■ Список заданий:
a) Перепишите из текста о консерватизме фрагмент между «Фактически речь идет» и «деспотизмом и т. п.» включительно.
b) Что, согласно тексту о консерватизме, консерваторы считают угрозой свободе пользоваться привилегиями знатности и богатства?

■ Исходный текст:

Фактически речь идет о свободе для родовитых и имущих, так как, с точки зрения консерваторов, равенство — угроза свободе пользоваться привилегиями знатности и богатства. То, что противоречит такому пониманию свободы, провозглашается тиранией, деспотизмом и т. п.

Важным элементом консервативного мировоззрения является исторический пессимизм. В принципе не так уж мало мыслителей начиная с глубокой древности видели «золотой век» в прошлом, с презрением взирали на настоящее и без всякой надежды на будущее. Это роднит консерваторов с идейными течениями самого отдаленного прошлого, порождает тот эффект узнавания, о котором речь шла в начале главы.

Однако исторический пессимизм зачинателей консерватизма имел конкретное, обусловленное временем содержание. Им была свойственна не ностальгия по прошлому вообще, а тоска по конкретному общественному порядку, рушившемуся под напором истории; выступали они не против нового вообще, а против конкретных социальных сил, воплощавших это новое. В древние времена движение прогресса настолько растягивалось во времени, что его трудно было уловить в течение жизни одного или даже нескольких поколений. Теперь же изменения сути и духа времени неоднократно фиксировались на протяжении одной человеческой жизни.

■ Перечень данных:
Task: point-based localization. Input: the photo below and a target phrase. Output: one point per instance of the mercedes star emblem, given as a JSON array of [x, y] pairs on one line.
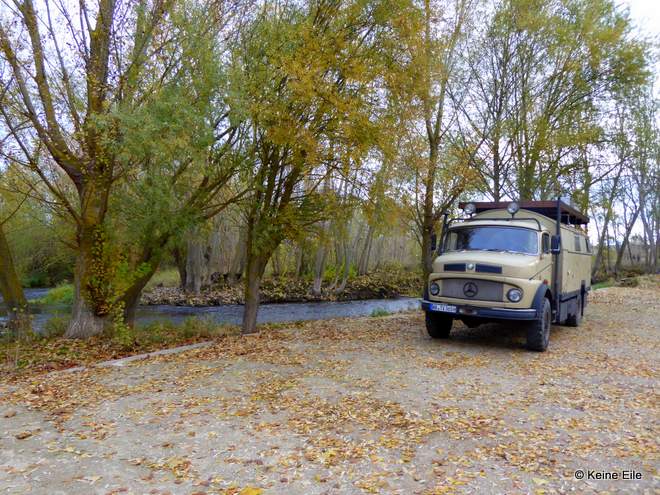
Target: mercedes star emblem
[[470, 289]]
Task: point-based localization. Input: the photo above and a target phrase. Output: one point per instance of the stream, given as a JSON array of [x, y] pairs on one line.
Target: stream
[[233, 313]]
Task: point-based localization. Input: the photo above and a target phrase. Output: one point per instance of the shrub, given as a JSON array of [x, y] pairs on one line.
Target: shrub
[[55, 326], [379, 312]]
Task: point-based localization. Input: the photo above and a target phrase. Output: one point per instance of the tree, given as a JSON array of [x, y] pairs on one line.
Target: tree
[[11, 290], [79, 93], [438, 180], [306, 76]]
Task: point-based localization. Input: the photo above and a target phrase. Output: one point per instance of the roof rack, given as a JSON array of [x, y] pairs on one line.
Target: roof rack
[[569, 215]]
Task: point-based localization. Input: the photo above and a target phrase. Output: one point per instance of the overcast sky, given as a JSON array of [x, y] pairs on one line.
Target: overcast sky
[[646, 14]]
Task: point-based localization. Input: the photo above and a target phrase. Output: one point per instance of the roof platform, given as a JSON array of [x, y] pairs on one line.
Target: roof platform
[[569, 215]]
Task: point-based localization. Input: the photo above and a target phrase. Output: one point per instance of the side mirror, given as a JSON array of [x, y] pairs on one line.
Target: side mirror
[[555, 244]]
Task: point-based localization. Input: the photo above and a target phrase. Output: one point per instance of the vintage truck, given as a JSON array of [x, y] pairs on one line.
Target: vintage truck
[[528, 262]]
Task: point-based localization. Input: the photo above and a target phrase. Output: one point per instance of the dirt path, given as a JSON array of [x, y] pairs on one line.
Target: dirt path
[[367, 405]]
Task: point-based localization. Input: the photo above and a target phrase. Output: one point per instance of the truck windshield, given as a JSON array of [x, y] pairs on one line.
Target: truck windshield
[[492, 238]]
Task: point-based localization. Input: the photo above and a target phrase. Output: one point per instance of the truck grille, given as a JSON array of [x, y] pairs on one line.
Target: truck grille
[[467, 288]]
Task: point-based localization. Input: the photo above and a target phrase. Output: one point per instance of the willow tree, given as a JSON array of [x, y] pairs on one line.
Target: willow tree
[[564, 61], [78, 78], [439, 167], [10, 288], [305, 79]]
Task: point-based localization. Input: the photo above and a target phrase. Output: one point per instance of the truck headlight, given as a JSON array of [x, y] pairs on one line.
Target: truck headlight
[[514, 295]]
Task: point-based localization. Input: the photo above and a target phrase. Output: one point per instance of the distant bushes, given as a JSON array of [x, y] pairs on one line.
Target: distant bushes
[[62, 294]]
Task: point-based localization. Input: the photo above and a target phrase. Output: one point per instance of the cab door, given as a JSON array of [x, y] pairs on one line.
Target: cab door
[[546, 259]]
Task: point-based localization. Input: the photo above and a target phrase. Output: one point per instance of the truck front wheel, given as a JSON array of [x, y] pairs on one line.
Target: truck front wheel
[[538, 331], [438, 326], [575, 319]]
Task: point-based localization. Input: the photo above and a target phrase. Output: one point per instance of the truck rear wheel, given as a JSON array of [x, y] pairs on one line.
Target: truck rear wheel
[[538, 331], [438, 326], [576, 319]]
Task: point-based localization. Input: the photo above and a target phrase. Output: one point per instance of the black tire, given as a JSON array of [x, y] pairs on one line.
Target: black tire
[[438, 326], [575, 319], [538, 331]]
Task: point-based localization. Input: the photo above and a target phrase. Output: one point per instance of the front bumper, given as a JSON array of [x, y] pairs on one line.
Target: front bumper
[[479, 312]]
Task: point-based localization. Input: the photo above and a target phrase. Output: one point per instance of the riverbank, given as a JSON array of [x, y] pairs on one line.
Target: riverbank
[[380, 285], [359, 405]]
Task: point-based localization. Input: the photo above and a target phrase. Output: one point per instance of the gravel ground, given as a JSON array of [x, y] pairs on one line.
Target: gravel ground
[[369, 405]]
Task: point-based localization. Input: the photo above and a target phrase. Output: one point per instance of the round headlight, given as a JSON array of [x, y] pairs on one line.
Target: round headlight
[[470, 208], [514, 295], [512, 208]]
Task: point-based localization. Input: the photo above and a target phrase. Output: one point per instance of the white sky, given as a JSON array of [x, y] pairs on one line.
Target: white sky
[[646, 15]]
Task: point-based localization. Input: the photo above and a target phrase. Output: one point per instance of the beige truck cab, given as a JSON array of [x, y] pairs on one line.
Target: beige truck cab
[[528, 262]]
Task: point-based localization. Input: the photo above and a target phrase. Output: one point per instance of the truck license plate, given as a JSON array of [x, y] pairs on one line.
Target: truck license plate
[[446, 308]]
==
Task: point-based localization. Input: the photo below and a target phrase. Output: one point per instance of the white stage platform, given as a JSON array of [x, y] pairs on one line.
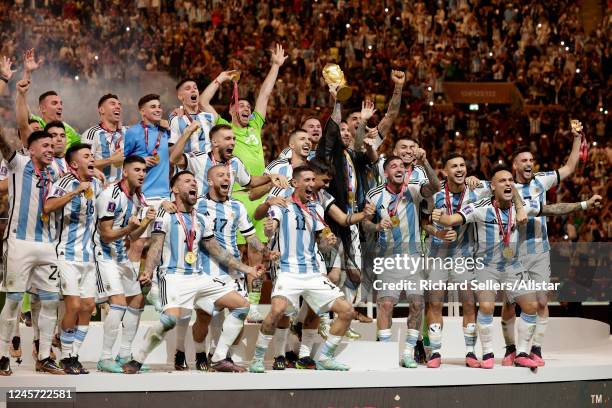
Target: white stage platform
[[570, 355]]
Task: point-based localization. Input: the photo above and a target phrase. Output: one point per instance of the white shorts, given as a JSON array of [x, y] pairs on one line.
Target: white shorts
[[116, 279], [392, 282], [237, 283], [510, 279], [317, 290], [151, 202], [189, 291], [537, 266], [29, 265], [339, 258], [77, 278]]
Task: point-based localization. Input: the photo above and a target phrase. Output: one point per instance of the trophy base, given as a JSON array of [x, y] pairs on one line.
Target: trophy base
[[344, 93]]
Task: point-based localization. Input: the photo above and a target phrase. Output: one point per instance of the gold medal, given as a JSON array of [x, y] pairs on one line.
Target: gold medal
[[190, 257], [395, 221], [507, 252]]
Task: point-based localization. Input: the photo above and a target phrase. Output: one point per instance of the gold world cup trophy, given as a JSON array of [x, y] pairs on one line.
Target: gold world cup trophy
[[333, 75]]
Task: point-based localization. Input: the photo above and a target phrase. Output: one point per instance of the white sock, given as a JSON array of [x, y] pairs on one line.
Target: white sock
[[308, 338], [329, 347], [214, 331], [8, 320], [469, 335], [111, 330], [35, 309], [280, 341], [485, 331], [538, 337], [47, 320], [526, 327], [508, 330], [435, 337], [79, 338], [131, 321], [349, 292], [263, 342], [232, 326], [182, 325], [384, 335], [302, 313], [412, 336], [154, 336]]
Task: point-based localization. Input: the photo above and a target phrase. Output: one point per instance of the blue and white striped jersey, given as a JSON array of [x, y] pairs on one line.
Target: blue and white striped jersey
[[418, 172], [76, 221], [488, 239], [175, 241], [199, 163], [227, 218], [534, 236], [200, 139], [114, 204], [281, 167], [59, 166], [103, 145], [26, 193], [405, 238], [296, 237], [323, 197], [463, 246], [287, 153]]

■ Решения по заданиям:
a)
Фактически речь идет о свободе для родовитых и имущих, так как, с точки зрения консерваторов, равенство — угроза свободе пользоваться привилегиями знатности и богатства. То, что противоречит такому пониманию свободы, провозглашается тиранией, деспотизмом и т. п.

b) Равенство.